_TASK OBJECTIVE:_
Copy out every line of the material below, character for character, apart from the pictures.

_THE RECORDS:_
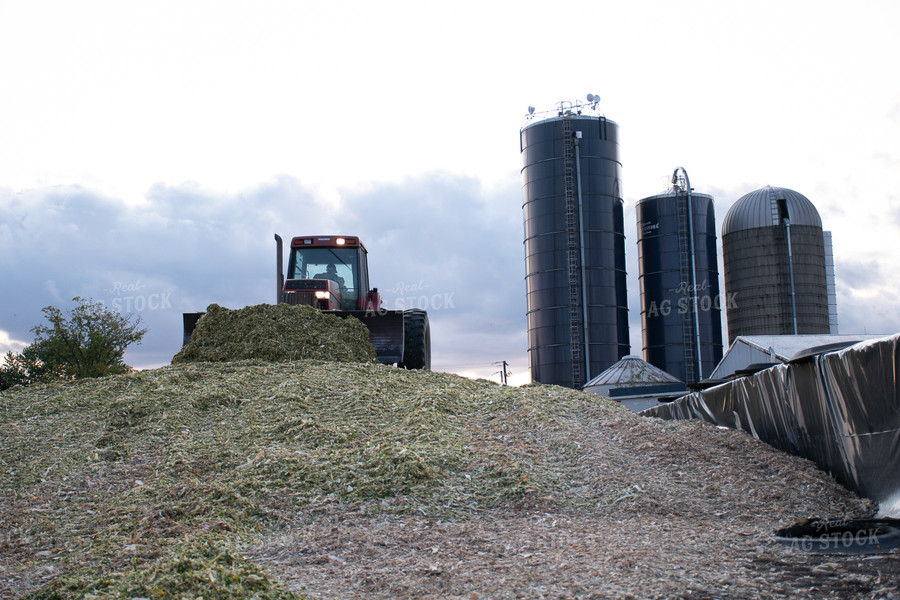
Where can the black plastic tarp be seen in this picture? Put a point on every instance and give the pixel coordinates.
(841, 410)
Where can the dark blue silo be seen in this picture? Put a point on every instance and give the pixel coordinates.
(672, 271)
(574, 247)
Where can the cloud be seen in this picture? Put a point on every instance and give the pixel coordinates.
(858, 275)
(440, 241)
(8, 344)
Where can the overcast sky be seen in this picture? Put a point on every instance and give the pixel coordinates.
(149, 150)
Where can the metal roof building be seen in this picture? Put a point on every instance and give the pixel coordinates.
(762, 349)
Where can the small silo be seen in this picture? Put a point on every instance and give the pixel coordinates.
(574, 246)
(774, 254)
(679, 280)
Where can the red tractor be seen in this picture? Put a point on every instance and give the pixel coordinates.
(331, 273)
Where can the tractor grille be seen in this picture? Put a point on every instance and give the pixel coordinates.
(304, 297)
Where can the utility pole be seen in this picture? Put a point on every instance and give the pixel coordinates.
(503, 372)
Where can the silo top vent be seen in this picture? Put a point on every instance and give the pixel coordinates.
(767, 207)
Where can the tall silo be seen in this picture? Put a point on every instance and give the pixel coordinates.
(574, 246)
(774, 253)
(679, 279)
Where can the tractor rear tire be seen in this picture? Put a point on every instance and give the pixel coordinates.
(416, 340)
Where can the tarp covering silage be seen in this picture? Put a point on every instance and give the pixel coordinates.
(840, 410)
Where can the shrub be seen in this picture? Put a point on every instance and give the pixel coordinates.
(88, 341)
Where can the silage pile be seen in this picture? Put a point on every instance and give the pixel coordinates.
(359, 480)
(276, 333)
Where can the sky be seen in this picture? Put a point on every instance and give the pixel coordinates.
(150, 150)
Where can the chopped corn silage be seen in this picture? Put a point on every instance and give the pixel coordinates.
(116, 474)
(276, 333)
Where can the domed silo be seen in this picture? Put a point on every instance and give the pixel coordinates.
(679, 278)
(774, 253)
(574, 247)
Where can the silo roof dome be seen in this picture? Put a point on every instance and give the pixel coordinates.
(760, 209)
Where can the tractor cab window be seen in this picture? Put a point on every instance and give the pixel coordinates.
(337, 264)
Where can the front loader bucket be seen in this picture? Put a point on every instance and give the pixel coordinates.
(385, 331)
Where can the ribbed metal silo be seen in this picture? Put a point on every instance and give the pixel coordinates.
(679, 281)
(574, 247)
(773, 249)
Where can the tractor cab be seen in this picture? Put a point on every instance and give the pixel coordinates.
(328, 272)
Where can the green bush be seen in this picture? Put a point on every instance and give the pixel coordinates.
(88, 341)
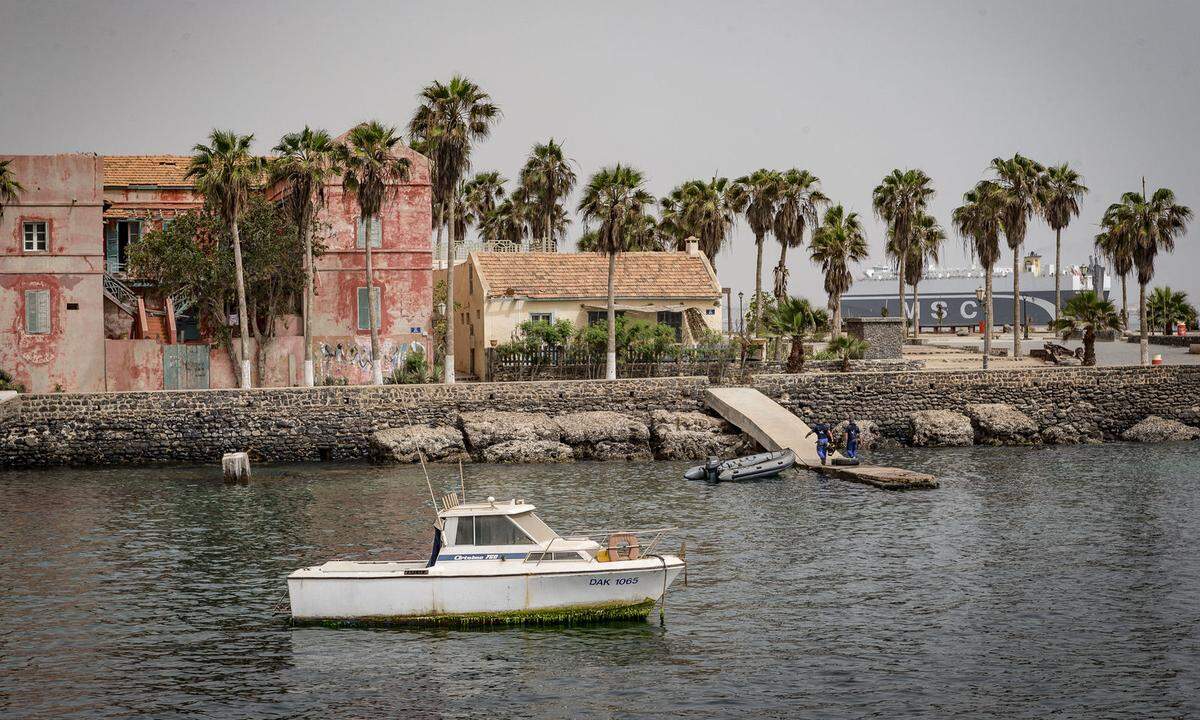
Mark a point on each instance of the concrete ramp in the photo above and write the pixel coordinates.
(775, 429)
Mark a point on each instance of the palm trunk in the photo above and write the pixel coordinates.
(987, 318)
(1057, 273)
(309, 376)
(611, 349)
(1017, 303)
(450, 312)
(757, 285)
(372, 322)
(243, 322)
(1143, 329)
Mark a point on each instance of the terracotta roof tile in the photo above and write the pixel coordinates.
(162, 171)
(586, 275)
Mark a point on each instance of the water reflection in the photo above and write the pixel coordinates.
(1036, 581)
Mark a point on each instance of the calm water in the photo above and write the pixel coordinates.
(1033, 583)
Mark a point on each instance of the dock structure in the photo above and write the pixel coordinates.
(775, 429)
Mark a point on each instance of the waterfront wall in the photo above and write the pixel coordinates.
(335, 423)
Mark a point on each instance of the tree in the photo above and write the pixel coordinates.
(305, 161)
(838, 243)
(898, 201)
(1018, 183)
(1061, 191)
(1165, 307)
(1086, 313)
(1152, 225)
(847, 348)
(223, 172)
(925, 246)
(979, 222)
(796, 318)
(759, 197)
(370, 165)
(549, 178)
(799, 204)
(10, 189)
(451, 118)
(615, 198)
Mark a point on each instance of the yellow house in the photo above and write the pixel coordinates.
(495, 292)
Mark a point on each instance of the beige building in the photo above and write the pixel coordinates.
(495, 292)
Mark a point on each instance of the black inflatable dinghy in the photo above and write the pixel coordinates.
(751, 467)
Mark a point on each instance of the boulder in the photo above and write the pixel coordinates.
(941, 429)
(1161, 430)
(604, 435)
(528, 451)
(868, 435)
(999, 424)
(490, 427)
(695, 436)
(401, 444)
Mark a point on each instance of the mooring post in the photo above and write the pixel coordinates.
(235, 467)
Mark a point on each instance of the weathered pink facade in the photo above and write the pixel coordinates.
(94, 343)
(65, 192)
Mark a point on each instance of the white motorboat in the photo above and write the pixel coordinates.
(493, 562)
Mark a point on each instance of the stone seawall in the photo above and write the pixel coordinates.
(283, 425)
(286, 425)
(1115, 399)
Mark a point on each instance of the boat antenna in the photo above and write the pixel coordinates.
(462, 483)
(427, 481)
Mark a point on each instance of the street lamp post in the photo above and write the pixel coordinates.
(981, 295)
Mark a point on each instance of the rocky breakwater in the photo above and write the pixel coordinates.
(516, 437)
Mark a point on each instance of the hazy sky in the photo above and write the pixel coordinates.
(681, 90)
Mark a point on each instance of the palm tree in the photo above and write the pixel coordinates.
(759, 195)
(847, 348)
(1019, 184)
(925, 246)
(979, 222)
(1086, 313)
(305, 161)
(223, 172)
(898, 201)
(10, 189)
(450, 119)
(795, 318)
(370, 165)
(1152, 225)
(1164, 307)
(1061, 191)
(838, 243)
(549, 178)
(615, 198)
(799, 204)
(480, 196)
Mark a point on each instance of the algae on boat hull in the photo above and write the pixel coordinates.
(550, 616)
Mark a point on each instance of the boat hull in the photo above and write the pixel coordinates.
(556, 595)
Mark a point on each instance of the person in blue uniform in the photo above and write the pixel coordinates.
(823, 436)
(852, 433)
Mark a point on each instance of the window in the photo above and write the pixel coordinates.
(489, 529)
(675, 321)
(37, 312)
(36, 237)
(364, 318)
(376, 233)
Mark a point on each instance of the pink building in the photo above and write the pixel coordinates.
(73, 318)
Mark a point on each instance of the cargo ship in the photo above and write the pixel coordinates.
(953, 293)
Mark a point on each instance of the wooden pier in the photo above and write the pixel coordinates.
(775, 429)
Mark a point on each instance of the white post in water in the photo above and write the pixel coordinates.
(235, 467)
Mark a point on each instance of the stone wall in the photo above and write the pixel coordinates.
(283, 425)
(1114, 397)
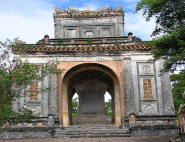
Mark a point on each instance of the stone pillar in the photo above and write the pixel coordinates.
(59, 87)
(168, 103)
(117, 105)
(15, 105)
(51, 121)
(46, 39)
(53, 95)
(130, 36)
(128, 86)
(65, 105)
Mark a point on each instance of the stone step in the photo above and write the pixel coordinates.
(91, 131)
(90, 135)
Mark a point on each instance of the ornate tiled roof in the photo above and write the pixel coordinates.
(72, 12)
(87, 48)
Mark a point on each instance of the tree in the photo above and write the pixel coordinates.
(178, 88)
(170, 21)
(15, 75)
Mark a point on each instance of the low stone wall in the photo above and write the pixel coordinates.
(28, 132)
(153, 125)
(35, 128)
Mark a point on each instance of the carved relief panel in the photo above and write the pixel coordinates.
(146, 69)
(147, 88)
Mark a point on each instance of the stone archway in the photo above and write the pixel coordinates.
(67, 88)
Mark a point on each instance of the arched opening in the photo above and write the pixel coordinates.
(108, 103)
(75, 104)
(90, 82)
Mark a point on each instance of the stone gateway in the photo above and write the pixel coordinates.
(97, 57)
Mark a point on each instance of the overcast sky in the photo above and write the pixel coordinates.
(30, 20)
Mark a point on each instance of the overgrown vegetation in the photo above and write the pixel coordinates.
(15, 75)
(170, 22)
(60, 41)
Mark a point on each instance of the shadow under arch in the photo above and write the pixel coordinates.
(65, 97)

_PROBLEM SOLUTION:_
Where can the black plastic tarp be seen in this picture? Put a point on every instance and give the pixel coordinates.
(841, 410)
Where can the dark blue silo be seen in this picture? Put a point on every instance and give the pixel coordinates.
(672, 271)
(574, 247)
Where can the cloud be seen in this picture? Put a point on every instance and give the pixel coordinates.
(858, 275)
(440, 241)
(8, 344)
Where can the overcast sky be seen in this picture? Put a point on every instance and give the pixel coordinates.
(149, 150)
Where can the metal roof building be seen in this picture? Put a point on every instance and give the pixel coordinates.
(762, 349)
Where can the small silo be seen in this picture? Put a point on every instance and give the pixel coordinates.
(574, 246)
(774, 254)
(679, 280)
Where can the red tractor be seen in this picture? Put a point on every instance and give the pixel coordinates.
(331, 273)
Where can the tractor grille be seen in this picture? Put a point on every instance and give the pixel coordinates.
(304, 297)
Where can the utility pole be seen in this picture? Put a point on every instance and give the pixel coordinates.
(503, 372)
Where can the silo top vent be seen in this picture? Put a point on every instance and give the pixel coordinates.
(767, 207)
Where can the tall silo be seen in this picture? Put a point on every instance and give the pixel coordinates.
(574, 246)
(774, 253)
(679, 279)
Where can the tractor rear tire be seen in this picture? Put a point on every instance and give the pixel coordinates.
(416, 340)
Where can the tarp covering silage be seen in this picture? Put a point on every instance and give the pixel coordinates.
(840, 410)
Where can the shrub be seen in this picture? Put a point on every instance and give the pixel coordinates.
(88, 341)
Where can the silage pile be seen in this picture? Put a point on every instance and give the pixel coordinates.
(359, 480)
(276, 333)
Where can the sky be seen in this picture? Put a point on every instance and give the pixel coordinates.
(150, 150)
Where can the chopped corn silage be seen in this picture? Put a point on every instance and give the pixel coordinates.
(116, 474)
(276, 333)
Where can the domed silo be seen in this picture? Put a point on every instance and give the pixel coordinates.
(679, 278)
(774, 253)
(574, 247)
Where can the silo roof dome be seen in this picture? Put a point on every instance and give the pixel coordinates.
(760, 209)
Where can the tractor cab window be seen in this picture? Put a point on every instance and give the pixel coordinates.
(337, 264)
Where can the front loader bucket be seen in this picture? Put a point on every instance and give the pixel coordinates.
(385, 331)
Where can the ribbed metal silo be seen in this picture? Put a point on every instance and give the pixel coordinates.
(679, 281)
(574, 247)
(773, 249)
Where can the tractor cab be seen in this picture? Put a point on every instance and give the pixel coordinates.
(328, 272)
Where can the green bush be seen in this picture? Put a point on every instance and give the pixel coordinates.
(88, 341)
Mark a point on each instance of the concrete ramp in the photo above and write the pixel coordinates.
(775, 429)
Mark a point on each instance of the palm trunk in the photo above and write the pixel coordinates.
(987, 318)
(1057, 273)
(309, 376)
(611, 349)
(1017, 303)
(450, 312)
(757, 285)
(372, 322)
(243, 322)
(1143, 329)
Mark a point on each instance of the terracotta roof tile in the photo above and write the pixel coordinates.
(162, 171)
(586, 275)
Mark a point on each instance of the water reflection in the photo above and write the pixel coordinates.
(1036, 581)
Mark a point on each instance of the calm water in the photo above and write the pixel coordinates.
(1033, 583)
Mark a point on each instance of the dock structure in the photo above and write the pixel coordinates.
(775, 429)
Mark a point on each instance of the waterfront wall in the photo above and write the pixel coordinates.
(335, 423)
Mark a point on each instance of the tree in the photo above and write the pixel coordinates.
(305, 161)
(838, 243)
(898, 201)
(1018, 183)
(1061, 191)
(1165, 307)
(1086, 313)
(1152, 225)
(847, 348)
(223, 172)
(925, 246)
(979, 222)
(796, 318)
(759, 197)
(370, 165)
(549, 178)
(799, 204)
(10, 189)
(451, 118)
(615, 198)
Mark a point on each instance of the yellow house in the photo above and write the pixel coordinates.
(495, 292)
Mark a point on each instance of the beige building in the photo above and write the pixel coordinates.
(495, 292)
Mark a point on each instance of the black inflatable dinghy in the photo above and write the pixel coordinates.
(751, 467)
Mark a point on each instance of the boulder in the photo above and write the pixel coordinates.
(941, 429)
(1161, 430)
(604, 435)
(528, 451)
(868, 435)
(999, 424)
(490, 427)
(695, 436)
(401, 444)
Mark a point on each instance of the mooring post in the photo above and write the pixel coordinates.
(235, 467)
Mark a point on each instance of the weathered pink facade in the photo above and write the pixel coordinates.
(94, 343)
(65, 192)
Mark a point on each instance of the white motorboat in the photo above and write the pixel coordinates.
(493, 562)
Mark a point on each instance of the stone seawall in the photo above and write the pixel coordinates.
(283, 425)
(286, 425)
(1115, 399)
Mark a point on each instance of the boat antenna in the photo above and write the pixel coordinates.
(462, 483)
(427, 481)
Mark a point on each instance of the street lamp post in the photo above and write the pixel coordinates.
(981, 295)
Mark a point on each instance of the rocky breakwater in the photo above and write the pixel coordinates.
(516, 437)
Mark a point on each instance of the hazy sky in the photo above and write the pixel coordinates.
(681, 90)
Mark a point on each instance of the palm tree in the photo above and write the pixel coordinates.
(759, 195)
(847, 348)
(1019, 184)
(925, 246)
(979, 222)
(1086, 313)
(305, 161)
(223, 172)
(898, 201)
(10, 189)
(450, 119)
(795, 318)
(370, 165)
(1152, 225)
(1164, 307)
(1061, 191)
(838, 243)
(549, 178)
(615, 198)
(799, 204)
(480, 196)
Mark a point on each instance of the algae on boat hull in the photo above and write the pixel coordinates.
(550, 616)
Mark a point on each instance of the boat hull in the photo above and write the pixel coordinates.
(556, 595)
Mark a point on each instance of the person in blue uniform in the photo above and write the pixel coordinates.
(823, 436)
(852, 433)
Mark a point on each instance of the window in the photo above and write the pixel coordinates.
(489, 529)
(675, 321)
(37, 312)
(36, 237)
(364, 318)
(376, 233)
Mark a point on each instance of the pink building in the photo above and write the pixel coordinates.
(73, 318)
Mark a point on each instance of the cargo ship in the photo above and write the pixel coordinates.
(953, 293)
Mark a point on each instance of the wooden pier in the photo above and write the pixel coordinates.
(775, 429)
Mark a point on each instance of the white post in water in the photo above and write the pixel coordinates.
(235, 467)
Mark a point on each instance of the stone wall in the photo above and write the pixel coordinates.
(283, 425)
(1114, 397)
Mark a point on each instance of the stone pillar in the photo above and write the pixel coordinates.
(59, 87)
(168, 103)
(117, 105)
(15, 105)
(51, 121)
(46, 39)
(53, 95)
(130, 36)
(128, 86)
(65, 105)
Mark a point on each instance of the stone step in the photo above and write the pixel coordinates.
(91, 131)
(90, 135)
Mark a point on each instance of the ornate tiled roof in the photo above and write the pixel coordinates.
(72, 12)
(87, 48)
Mark a point on each instance of the tree in the photo above and write the pixel coordinates.
(178, 88)
(170, 21)
(15, 75)
Mark a point on each instance of the low stone wall in the photo above and write the pixel coordinates.
(28, 132)
(153, 125)
(35, 128)
Mark a point on each instance of the carved relief panel in the photo above and write the pixel coordinates.
(146, 69)
(147, 88)
Mark a point on each instance of the stone archway in the photo above and write the pixel coordinates.
(67, 88)
Mark a point on each instance of the arched opening in the photo above and write the pixel coordinates.
(108, 103)
(75, 104)
(90, 82)
Mark a point on each instance of the stone gateway in the photo above and write the pixel coordinates.
(97, 57)
Mark a point on each instance of the overcast sky in the photo above and write the pixel coordinates.
(30, 20)
Mark a point on each instance of the overgrown vegetation in the photo above and write the pixel coordinates.
(15, 75)
(170, 22)
(60, 41)
Mark a point on each instance of the shadow under arch in the photo above and write the pixel coordinates.
(65, 97)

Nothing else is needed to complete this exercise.